__Problem description__
Render every line of the data below as a Markdown table with two columns, Row for the line number and Line for its text, skipping any blank lines. Leave the pictures out of the table.
■ ■ ■
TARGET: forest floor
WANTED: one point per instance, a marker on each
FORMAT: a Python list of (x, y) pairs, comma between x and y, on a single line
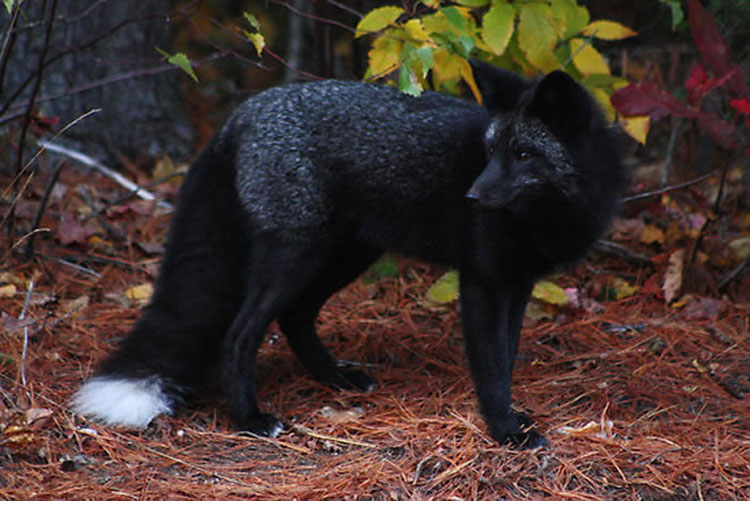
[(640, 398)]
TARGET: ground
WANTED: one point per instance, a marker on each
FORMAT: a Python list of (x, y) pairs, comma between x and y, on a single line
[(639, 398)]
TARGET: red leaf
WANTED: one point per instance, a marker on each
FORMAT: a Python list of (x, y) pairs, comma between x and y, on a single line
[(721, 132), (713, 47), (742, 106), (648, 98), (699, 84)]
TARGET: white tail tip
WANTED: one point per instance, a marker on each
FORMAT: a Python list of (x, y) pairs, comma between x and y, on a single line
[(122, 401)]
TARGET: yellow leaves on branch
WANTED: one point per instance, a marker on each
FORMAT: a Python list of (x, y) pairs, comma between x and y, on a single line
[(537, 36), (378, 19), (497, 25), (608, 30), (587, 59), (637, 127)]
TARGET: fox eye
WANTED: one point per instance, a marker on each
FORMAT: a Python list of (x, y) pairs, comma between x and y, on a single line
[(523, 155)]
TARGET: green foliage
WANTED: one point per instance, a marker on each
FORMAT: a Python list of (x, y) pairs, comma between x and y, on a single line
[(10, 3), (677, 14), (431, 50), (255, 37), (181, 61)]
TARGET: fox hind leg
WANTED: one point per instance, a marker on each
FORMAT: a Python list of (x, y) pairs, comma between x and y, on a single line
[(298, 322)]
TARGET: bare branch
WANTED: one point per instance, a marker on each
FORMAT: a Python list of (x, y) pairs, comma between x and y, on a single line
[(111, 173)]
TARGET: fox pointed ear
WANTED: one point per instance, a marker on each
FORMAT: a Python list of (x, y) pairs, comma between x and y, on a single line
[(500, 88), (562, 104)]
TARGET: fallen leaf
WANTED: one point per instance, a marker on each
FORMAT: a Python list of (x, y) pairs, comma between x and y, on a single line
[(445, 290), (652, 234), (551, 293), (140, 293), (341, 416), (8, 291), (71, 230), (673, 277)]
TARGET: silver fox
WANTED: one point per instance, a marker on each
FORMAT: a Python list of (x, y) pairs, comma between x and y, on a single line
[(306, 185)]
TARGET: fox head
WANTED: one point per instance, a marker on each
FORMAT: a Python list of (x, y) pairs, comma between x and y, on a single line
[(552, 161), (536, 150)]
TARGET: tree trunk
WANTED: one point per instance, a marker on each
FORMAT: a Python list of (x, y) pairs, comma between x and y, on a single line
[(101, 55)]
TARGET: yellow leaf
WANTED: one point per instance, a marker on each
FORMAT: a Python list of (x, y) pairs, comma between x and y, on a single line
■ ■ ■
__Reply__
| Row | Line |
|---|---|
| 1 | TARGET: forest floor |
| 2 | WANTED: one point per instance, a marker on each |
| 3 | FORMAT: a Python list of (x, y) pairs, comma between x and y, on a single line |
| 4 | [(640, 398)] |
| 5 | TARGET: ground |
| 6 | WANTED: one point per instance, a marker on each |
| 7 | FORMAT: a Python list of (x, y) pairs, comma between x and y, on a single line |
| 8 | [(639, 398)] |
| 9 | TARGET: red leaf |
| 10 | WANTED: one point per instance, a marker on each |
| 11 | FORMAT: a Python list of (x, y) pairs, comma between x and y, on a single line |
| 12 | [(721, 132), (713, 47), (742, 106), (648, 98), (699, 84)] |
| 13 | TARGET: white tail tip |
| 14 | WANTED: one point per instance, a marker on each |
| 15 | FORMAT: a Python list of (x, y) pairs, comma between x and y, on a single line |
| 16 | [(122, 401)] |
| 17 | TARGET: yellow leaves on branch |
| 18 | WANTED: one point per instance, a marker on each |
| 19 | FORMAT: a Python list of (x, y) pairs, comma between x and y, on a single line |
| 20 | [(537, 36), (378, 19), (497, 25), (608, 30), (587, 59), (637, 127)] |
| 21 | TARGET: fox eye |
| 22 | WANTED: one point per instance, a marker on each |
| 23 | FORMAT: a Python list of (x, y) pairs, comma between x and y, on a single line |
| 24 | [(523, 155)] |
| 25 | TARGET: green foliage |
| 26 | WANTED: one point per instance, a marker on each |
| 27 | FORMAT: a Python list of (x, y) pairs, comma between x and y, on a single line |
| 28 | [(10, 3), (677, 14), (431, 50), (255, 37), (181, 61)] |
| 29 | TARGET: fox hind leg |
| 30 | WANTED: one point per instance, a marker on each |
| 31 | FORMAT: a Python list of (x, y) pairs, comma between x and y, on a single line |
| 32 | [(298, 322)] |
| 33 | TARGET: bare branch |
| 34 | WANTED: one point per instance, a marker on each |
| 35 | FORMAT: a Python list of (x, y) pairs, comma between x and y, on a single line |
| 36 | [(111, 173)] |
| 37 | TARGET: fox pointed ear |
| 38 | WANTED: one point per instance, a marker on each |
| 39 | FORMAT: a Python list of (x, y) pairs, comma between x and y, on a single line |
| 40 | [(500, 88), (562, 104)] |
| 41 | TARGET: fallen leaf |
| 42 | WANTED: one point per instance, a marker on each |
| 43 | FORMAT: a Python list of (x, y) pairs, comma between x and y, on a single line |
| 44 | [(445, 290), (652, 234), (551, 293), (140, 293), (341, 416), (8, 291), (71, 230), (673, 277)] |
| 45 | TARGET: silver fox |
| 46 | WANTED: one point per instance, a marker on each |
| 47 | FORMAT: a Python list of (x, y) pairs, comma between x and y, on a single line |
| 48 | [(306, 185)] |
| 49 | TARGET: fox head |
| 50 | WANTED: one point per instance, a marker on each |
| 51 | FORMAT: a Python list of (x, y) pairs, comma between x and y, on a single line |
| 52 | [(552, 161), (536, 150)] |
| 53 | TARGET: tree trunk |
| 54 | WANTED: one point per instance, a marker on each |
| 55 | FORMAT: a Python list of (x, y) pairs, comma between x and y, on a single line |
| 56 | [(101, 55)] |
| 57 | TARGET: yellow leaf |
| 58 | WANTED: one point per instance, a marker on each |
| 59 | FORMAT: a Python list of (x, y) pairs, comma between x and y, on a single line |